Exercise: Format every line of the dataset rows below as a two-column Markdown table headed "Number" and "Line." Give each non-blank line its sequential number, and omit blank lines.

[Dataset rows]

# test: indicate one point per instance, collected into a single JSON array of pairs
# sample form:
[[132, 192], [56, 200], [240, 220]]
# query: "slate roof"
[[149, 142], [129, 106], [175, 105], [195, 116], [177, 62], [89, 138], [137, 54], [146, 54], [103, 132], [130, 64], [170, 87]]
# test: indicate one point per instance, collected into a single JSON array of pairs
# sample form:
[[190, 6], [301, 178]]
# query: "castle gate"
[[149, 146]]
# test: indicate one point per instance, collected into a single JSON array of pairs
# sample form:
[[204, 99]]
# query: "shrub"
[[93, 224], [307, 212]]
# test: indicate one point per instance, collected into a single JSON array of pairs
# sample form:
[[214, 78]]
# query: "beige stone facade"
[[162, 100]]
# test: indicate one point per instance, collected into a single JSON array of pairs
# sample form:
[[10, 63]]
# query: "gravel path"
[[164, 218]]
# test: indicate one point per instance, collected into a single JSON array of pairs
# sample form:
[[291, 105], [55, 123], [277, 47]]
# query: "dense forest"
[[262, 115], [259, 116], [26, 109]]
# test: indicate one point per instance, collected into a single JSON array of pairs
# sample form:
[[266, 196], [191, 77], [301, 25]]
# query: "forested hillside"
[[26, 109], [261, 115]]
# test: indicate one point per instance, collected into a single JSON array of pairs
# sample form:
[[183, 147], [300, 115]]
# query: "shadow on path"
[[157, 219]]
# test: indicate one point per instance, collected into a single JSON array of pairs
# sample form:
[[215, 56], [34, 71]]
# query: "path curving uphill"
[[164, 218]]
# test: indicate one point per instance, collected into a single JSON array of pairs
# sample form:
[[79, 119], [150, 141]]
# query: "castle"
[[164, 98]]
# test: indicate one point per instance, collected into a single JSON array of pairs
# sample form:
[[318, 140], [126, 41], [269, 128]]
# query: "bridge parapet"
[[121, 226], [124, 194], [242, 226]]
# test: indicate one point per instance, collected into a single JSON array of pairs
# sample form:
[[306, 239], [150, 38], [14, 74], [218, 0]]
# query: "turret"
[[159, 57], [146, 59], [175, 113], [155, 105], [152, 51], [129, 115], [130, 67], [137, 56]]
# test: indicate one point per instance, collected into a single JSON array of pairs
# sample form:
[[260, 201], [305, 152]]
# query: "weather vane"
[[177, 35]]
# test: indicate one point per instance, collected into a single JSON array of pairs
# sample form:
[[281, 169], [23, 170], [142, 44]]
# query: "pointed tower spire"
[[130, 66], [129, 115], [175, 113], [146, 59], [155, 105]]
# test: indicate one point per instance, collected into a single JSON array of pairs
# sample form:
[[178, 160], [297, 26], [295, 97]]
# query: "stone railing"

Exercise output:
| Number | Line |
|---|---|
| 1 | # test: indicate one point per instance, collected into a single JSON array of pairs |
| 2 | # sample form: |
| 3 | [[132, 192], [56, 200], [240, 220]] |
| 4 | # query: "slate roof" |
| 5 | [[149, 142], [129, 106], [175, 105], [195, 116], [177, 62], [89, 138], [137, 54], [146, 54], [103, 132], [130, 64], [170, 87]] |
| 6 | # test: indicate one point per instance, collected into a single JSON array of pairs |
| 7 | # sample form: |
| 8 | [[190, 6], [301, 178]] |
| 9 | # query: "castle gate" |
| 10 | [[149, 146]] |
| 11 | # test: indicate one point per instance, collected into a single JSON array of pairs |
| 12 | # sample form: |
| 13 | [[204, 99]] |
| 14 | # query: "shrub" |
| 15 | [[93, 224], [307, 212]] |
| 16 | # test: indicate one point per instance, collected into a single JSON array of pairs |
| 17 | # sample form: |
| 18 | [[214, 78]] |
| 19 | # query: "beige stone facade" |
| 20 | [[162, 100]] |
| 21 | # test: indicate one point per instance, collected into a single JSON array of pairs |
| 22 | # sample form: |
| 23 | [[10, 63]] |
| 24 | # query: "gravel path" |
| 25 | [[164, 218]] |
| 26 | # test: indicate one point per instance, collected into a single JSON array of pairs |
| 27 | # sample form: |
| 28 | [[291, 105], [55, 123], [277, 47]] |
| 29 | # query: "dense forest" |
| 30 | [[262, 115], [259, 116], [26, 109]] |
| 31 | # test: indicate one point per instance, collected into a single JSON array of pairs |
| 32 | # sample form: |
| 33 | [[266, 196], [191, 77], [301, 25]] |
| 34 | # query: "forested hillside" |
| 35 | [[26, 109], [261, 115]] |
| 36 | # test: indicate one point per instance, collected into a single JSON array of pairs |
| 37 | # sample form: |
| 38 | [[183, 147], [300, 115]] |
| 39 | # query: "shadow on path" |
| 40 | [[157, 219]] |
| 41 | # test: indicate one point per instance, collected into a single JSON array of pairs |
| 42 | # sample form: |
| 43 | [[215, 56], [34, 71]] |
| 44 | # query: "path curving uphill" |
| 45 | [[164, 218]] |
| 46 | # test: indicate one point per instance, collected into a single JSON array of pairs |
| 47 | # sample form: |
| 48 | [[79, 119], [150, 141]] |
| 49 | # query: "castle" |
| 50 | [[164, 98]] |
| 51 | # test: indicate one point per instance, collected into a single JSON array of pairs |
| 52 | # sample form: |
| 53 | [[318, 140], [126, 41], [269, 128]] |
| 54 | # query: "bridge parapet" |
| 55 | [[121, 226], [124, 194], [242, 226]] |
| 56 | # test: indicate one point per instance, collected into a single JSON array of pairs |
| 57 | # sample form: |
| 58 | [[306, 239], [150, 38], [14, 74], [218, 0]] |
| 59 | # query: "turret" |
| 60 | [[159, 57], [146, 59], [175, 113], [155, 105], [152, 51], [129, 115], [130, 67], [137, 56]] |
| 61 | # test: indicate one point per instance, collected into a single JSON array of pairs |
| 62 | # sample form: |
| 63 | [[260, 201], [305, 152]] |
| 64 | # query: "weather vane" |
| 65 | [[177, 35]] |
| 66 | # test: indicate one point per instance, collected into a single JSON array of pairs |
| 67 | # sample form: |
| 68 | [[281, 169], [23, 170], [142, 44]] |
| 69 | # query: "pointed tower spire" |
| 70 | [[130, 66], [129, 115], [175, 113], [146, 59], [155, 105]] |
| 71 | # test: indicate one point per instance, collected into a single JSON array of pairs |
| 72 | # sample form: |
| 73 | [[178, 160], [297, 26], [295, 97]] |
| 74 | # query: "stone railing" |